# [COMPLETE THE FOLLOWING]
1. In the essay on uncertainty, copy out word for word the stretch from "I am a future" through "in my life.".
2. In the essay on uncertainty, what kind of books does the writer ask to have recommended?
─── TEXT SHOWN
But I think I expected the book to mean more. I think I expected the changes in scenery to make me feel more full. Or maybe just less empty. I think I expected to find some nugget that would make all of this make sense and give me a sense of direction, a sense of knowledge and ease. Let’s be real: a sense of control.

But more ugly, bitter, obnoxious truth: I have no control. And no answers. I have no idea what happens next, and I am terrified.

I am a future type of girl. A girl who asks for recommendations for books with happy endings. A girl who looks up the menu before I make the reservation. A planner. A fixer. And yet, whenever I start to think about the possible outcomes, I get so freaked out that I stop the train of thought and start running through/torturing myself with how in the hell I am ever going to open my hips enough to get Dwi Pada and how much more core strength I need in Pincha if I am ever going to land in Karandavasana. I’m terrified of Thing A going Direction 1, and I’m also beyond terrified of things I’ll have to decide and do and say if it goes Direction 2. I’m so scared of the ramifications of both directions that I genuinely don’t know which one I want. This is very rare. And that’s just Thing A. Thing B is a different beast entirely, and I’m not sure I’ve ever been so scared of something in my life.

When I write, as when I read, I like to wrap things up. I like to tie the end to the beginning. Connect dots. Draw lines. Find the moral. Create a circle. Sometimes I don’t even realize I’m doing it. But I have no wrap up here. No dots. No lines. No circles or morals or lessons. I have just a middle. A murky, muddy, confusing, potentially life-changing middle that I’m so scared of because it could lead to realized dreams and unimaginable adventures and things that I want so badly I don’t dare write them down lest the universe see fit to jinx them away from me. But it could also lead to heartbreak. True, feel-your-soul-split devastation. And waiting. God, more waiting. And I don’t know which Direction leads to which Destination. Maybe one leads to one combination and the other to a different one. I just don’t know. And I’m not going to. There’s nothing I can do. Literally. Nothing. No choice I can make today is going to influence this ending. Not a poem on Instagram and not the playlist that powers me home. Not the conversation I have in my head every night and not the work I do this week. I wish this were a puzzle to figure out, a problem to solve. (Or a word problem to edit.) “Yes, I know how you like to solve,” my therapist says. But this…this is unsolvable. This is the waiting. This is the patience. This is the praying that whichever Direction it goes and wherever Destination I end up is the best one for me. This is the faith that God’s plan is better than any one I could build. This is the out-of-control, hands-off-the-handlebars, trying-to-steer-with-your-hips part. Spoiler alert: I’m not good at this. I usually fall. And this fall could be brutal.
──────
─── INFORMATION SHOWN
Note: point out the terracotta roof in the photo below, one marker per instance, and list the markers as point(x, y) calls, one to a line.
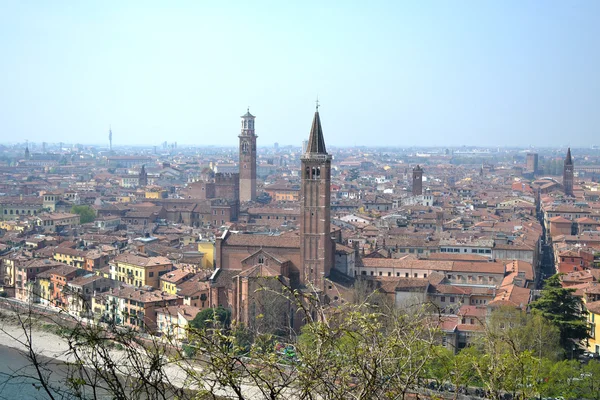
point(141, 261)
point(187, 312)
point(241, 239)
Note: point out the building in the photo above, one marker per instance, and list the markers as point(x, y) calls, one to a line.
point(532, 163)
point(136, 308)
point(316, 247)
point(303, 259)
point(57, 222)
point(417, 189)
point(568, 174)
point(139, 271)
point(143, 177)
point(247, 166)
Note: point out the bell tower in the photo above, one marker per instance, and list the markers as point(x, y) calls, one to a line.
point(417, 189)
point(316, 247)
point(247, 158)
point(568, 174)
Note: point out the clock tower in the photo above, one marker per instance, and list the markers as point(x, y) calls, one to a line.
point(247, 158)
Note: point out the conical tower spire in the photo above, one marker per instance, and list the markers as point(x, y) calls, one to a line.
point(569, 160)
point(316, 141)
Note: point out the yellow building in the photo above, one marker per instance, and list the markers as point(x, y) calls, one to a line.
point(207, 248)
point(56, 222)
point(13, 226)
point(42, 289)
point(156, 194)
point(170, 280)
point(593, 343)
point(72, 257)
point(124, 199)
point(139, 271)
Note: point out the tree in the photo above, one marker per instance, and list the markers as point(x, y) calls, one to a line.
point(565, 311)
point(86, 213)
point(211, 318)
point(528, 332)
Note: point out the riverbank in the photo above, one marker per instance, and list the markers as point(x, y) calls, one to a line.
point(54, 350)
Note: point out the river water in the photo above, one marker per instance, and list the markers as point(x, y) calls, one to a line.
point(18, 377)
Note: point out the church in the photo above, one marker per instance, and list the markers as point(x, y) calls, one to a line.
point(303, 259)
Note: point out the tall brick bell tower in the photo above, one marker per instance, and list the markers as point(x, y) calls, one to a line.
point(247, 158)
point(315, 242)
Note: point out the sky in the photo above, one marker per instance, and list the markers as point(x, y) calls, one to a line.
point(397, 73)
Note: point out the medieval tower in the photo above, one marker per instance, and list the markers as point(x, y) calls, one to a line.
point(417, 181)
point(315, 241)
point(568, 174)
point(247, 158)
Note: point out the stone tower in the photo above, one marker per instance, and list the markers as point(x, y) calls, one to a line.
point(143, 177)
point(568, 174)
point(316, 246)
point(417, 181)
point(247, 158)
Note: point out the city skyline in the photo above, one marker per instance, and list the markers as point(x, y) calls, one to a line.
point(506, 74)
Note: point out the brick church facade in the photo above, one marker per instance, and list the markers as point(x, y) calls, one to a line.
point(302, 260)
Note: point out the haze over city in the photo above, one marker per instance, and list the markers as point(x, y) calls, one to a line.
point(386, 73)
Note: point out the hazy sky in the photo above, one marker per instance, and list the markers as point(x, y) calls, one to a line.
point(386, 72)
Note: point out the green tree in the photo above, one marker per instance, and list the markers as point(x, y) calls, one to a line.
point(211, 317)
point(86, 213)
point(565, 311)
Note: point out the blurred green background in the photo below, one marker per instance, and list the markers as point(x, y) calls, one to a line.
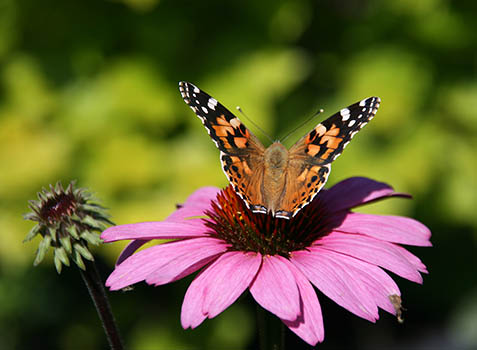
point(88, 91)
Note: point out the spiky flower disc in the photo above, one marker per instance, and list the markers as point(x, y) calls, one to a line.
point(67, 220)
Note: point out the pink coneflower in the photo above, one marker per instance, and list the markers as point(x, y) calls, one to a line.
point(325, 245)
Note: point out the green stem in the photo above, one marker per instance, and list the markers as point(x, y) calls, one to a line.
point(98, 294)
point(271, 330)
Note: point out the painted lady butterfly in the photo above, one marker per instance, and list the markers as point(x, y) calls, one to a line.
point(276, 180)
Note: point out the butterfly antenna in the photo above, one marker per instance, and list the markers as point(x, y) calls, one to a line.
point(254, 124)
point(301, 125)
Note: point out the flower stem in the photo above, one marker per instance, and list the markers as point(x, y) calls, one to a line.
point(271, 331)
point(98, 294)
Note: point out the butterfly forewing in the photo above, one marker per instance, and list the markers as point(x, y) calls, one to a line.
point(328, 139)
point(241, 151)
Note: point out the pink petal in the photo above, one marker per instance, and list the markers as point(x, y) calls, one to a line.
point(377, 282)
point(189, 213)
point(394, 229)
point(373, 251)
point(336, 282)
point(275, 288)
point(355, 191)
point(155, 230)
point(414, 260)
point(218, 286)
point(189, 255)
point(309, 325)
point(130, 249)
point(202, 196)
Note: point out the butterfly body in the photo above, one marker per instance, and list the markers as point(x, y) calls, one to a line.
point(277, 180)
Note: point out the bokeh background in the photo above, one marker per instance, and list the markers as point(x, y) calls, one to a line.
point(88, 91)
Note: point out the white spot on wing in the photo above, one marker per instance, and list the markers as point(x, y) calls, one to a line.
point(345, 114)
point(212, 103)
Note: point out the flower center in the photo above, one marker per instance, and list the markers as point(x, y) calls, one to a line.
point(56, 207)
point(232, 221)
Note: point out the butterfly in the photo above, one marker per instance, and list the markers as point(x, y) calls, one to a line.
point(277, 180)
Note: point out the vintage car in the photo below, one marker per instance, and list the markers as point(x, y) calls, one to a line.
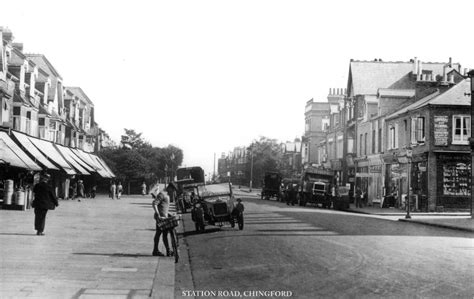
point(188, 181)
point(289, 190)
point(216, 206)
point(271, 185)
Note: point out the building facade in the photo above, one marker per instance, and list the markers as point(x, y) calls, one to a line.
point(43, 126)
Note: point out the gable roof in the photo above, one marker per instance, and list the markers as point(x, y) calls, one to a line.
point(77, 91)
point(43, 63)
point(456, 95)
point(367, 77)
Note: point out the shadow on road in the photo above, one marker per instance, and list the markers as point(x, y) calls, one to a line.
point(206, 231)
point(17, 234)
point(113, 254)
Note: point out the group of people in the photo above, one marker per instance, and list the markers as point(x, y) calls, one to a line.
point(361, 198)
point(77, 190)
point(115, 190)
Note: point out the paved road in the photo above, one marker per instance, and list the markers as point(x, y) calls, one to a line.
point(324, 253)
point(97, 248)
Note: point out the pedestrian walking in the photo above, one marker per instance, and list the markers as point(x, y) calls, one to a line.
point(119, 190)
point(80, 189)
point(358, 198)
point(74, 191)
point(93, 191)
point(160, 205)
point(44, 200)
point(113, 190)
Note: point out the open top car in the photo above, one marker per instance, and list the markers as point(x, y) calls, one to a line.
point(188, 181)
point(216, 206)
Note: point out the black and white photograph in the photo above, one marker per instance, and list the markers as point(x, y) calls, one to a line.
point(236, 149)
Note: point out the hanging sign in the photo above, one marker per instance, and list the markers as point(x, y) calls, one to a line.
point(441, 130)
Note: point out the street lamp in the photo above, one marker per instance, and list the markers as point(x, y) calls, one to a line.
point(251, 167)
point(409, 156)
point(470, 74)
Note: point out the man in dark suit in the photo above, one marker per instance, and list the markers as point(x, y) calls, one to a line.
point(45, 200)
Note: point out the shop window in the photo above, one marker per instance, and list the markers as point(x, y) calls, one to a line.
point(16, 110)
point(365, 144)
point(461, 129)
point(373, 141)
point(457, 179)
point(380, 141)
point(393, 137)
point(417, 130)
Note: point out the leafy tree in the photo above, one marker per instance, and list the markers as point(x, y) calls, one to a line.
point(141, 161)
point(267, 155)
point(134, 140)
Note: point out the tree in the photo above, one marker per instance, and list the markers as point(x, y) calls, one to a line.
point(134, 140)
point(267, 155)
point(140, 161)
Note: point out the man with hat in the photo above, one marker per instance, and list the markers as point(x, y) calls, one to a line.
point(45, 200)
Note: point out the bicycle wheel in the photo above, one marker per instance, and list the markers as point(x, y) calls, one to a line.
point(174, 243)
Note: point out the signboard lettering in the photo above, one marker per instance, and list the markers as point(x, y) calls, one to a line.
point(441, 130)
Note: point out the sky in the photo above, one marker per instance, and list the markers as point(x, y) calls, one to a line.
point(208, 76)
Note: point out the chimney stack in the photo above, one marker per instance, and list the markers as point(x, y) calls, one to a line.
point(419, 70)
point(415, 66)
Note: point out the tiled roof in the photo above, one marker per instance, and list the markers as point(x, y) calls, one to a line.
point(47, 67)
point(369, 76)
point(396, 93)
point(456, 95)
point(77, 91)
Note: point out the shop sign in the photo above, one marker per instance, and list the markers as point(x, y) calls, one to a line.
point(441, 130)
point(402, 160)
point(375, 168)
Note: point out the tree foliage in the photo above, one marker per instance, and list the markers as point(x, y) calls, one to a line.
point(141, 161)
point(266, 155)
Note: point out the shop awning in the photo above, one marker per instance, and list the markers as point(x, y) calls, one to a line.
point(31, 148)
point(80, 161)
point(86, 158)
point(48, 149)
point(69, 156)
point(104, 166)
point(12, 154)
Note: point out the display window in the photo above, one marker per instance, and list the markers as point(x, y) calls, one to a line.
point(457, 178)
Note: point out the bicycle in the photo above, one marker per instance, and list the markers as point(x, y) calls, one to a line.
point(169, 225)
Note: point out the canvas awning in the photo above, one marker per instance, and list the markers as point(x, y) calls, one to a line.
point(48, 149)
point(31, 148)
point(12, 154)
point(69, 156)
point(86, 159)
point(103, 165)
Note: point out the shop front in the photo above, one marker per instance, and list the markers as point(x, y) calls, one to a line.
point(375, 188)
point(16, 174)
point(453, 180)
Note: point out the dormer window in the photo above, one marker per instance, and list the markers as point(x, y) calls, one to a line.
point(461, 129)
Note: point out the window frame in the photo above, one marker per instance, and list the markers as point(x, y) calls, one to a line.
point(464, 139)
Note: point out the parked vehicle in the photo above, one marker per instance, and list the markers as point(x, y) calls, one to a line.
point(214, 206)
point(289, 190)
point(188, 181)
point(316, 185)
point(271, 185)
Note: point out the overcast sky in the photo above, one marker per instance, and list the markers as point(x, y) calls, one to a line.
point(207, 76)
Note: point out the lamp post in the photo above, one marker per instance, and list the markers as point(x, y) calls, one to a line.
point(251, 167)
point(470, 74)
point(409, 156)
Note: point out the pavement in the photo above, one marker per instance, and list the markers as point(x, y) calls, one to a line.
point(96, 248)
point(451, 220)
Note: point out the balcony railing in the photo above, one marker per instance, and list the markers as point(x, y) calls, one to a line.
point(7, 87)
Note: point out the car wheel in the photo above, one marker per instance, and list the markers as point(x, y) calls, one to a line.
point(241, 222)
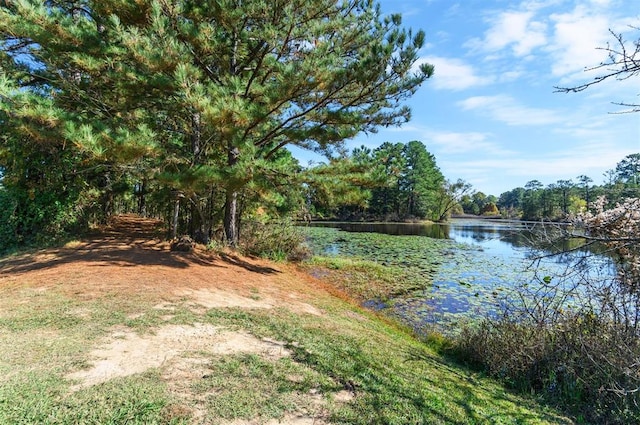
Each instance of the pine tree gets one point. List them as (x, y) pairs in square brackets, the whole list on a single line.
[(203, 94)]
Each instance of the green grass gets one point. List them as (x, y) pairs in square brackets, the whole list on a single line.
[(395, 379)]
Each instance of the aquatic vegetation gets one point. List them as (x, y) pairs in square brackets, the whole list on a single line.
[(429, 282)]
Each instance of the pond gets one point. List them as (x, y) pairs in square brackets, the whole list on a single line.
[(473, 266)]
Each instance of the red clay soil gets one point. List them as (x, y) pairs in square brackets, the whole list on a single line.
[(130, 257)]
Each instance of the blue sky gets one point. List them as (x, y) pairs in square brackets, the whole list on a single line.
[(490, 115)]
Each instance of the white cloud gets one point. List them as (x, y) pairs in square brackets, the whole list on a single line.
[(453, 74), (450, 143), (577, 36), (508, 110), (494, 175), (515, 29)]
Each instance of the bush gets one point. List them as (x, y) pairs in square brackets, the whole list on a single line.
[(278, 240)]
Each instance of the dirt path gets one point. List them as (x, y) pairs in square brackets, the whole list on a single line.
[(96, 266), (102, 266)]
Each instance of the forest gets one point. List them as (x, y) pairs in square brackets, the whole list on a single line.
[(183, 110)]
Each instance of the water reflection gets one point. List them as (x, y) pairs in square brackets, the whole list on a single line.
[(472, 281)]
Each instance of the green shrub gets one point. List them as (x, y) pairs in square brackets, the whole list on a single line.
[(579, 362), (277, 240)]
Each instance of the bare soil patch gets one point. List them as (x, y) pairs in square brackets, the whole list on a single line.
[(129, 259)]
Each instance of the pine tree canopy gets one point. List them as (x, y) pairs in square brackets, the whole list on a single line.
[(202, 92)]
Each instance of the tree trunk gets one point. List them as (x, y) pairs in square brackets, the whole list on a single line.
[(230, 221), (231, 217), (174, 222)]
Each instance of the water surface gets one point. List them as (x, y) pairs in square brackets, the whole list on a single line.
──────
# [ANSWER LIST]
1.
I am a future type of girl. A girl who asks for recommendations for books with happy endings. A girl who looks up the menu before I make the reservation. A planner. A fixer. And yet, whenever I start to think about the possible outcomes, I get so freaked out that I stop the train of thought and start running through/torturing myself with how in the hell I am ever going to open my hips enough to get Dwi Pada and how much more core strength I need in Pincha if I am ever going to land in Karandavasana. I’m terrified of Thing A going Direction 1, and I’m also beyond terrified of things I’ll have to decide and do and say if it goes Direction 2. I’m so scared of the ramifications of both directions that I genuinely don’t know which one I want. This is very rare. And that’s just Thing A. Thing B is a different beast entirely, and I’m not sure I’ve ever been so scared of something in my life.

2. Books with happy endings.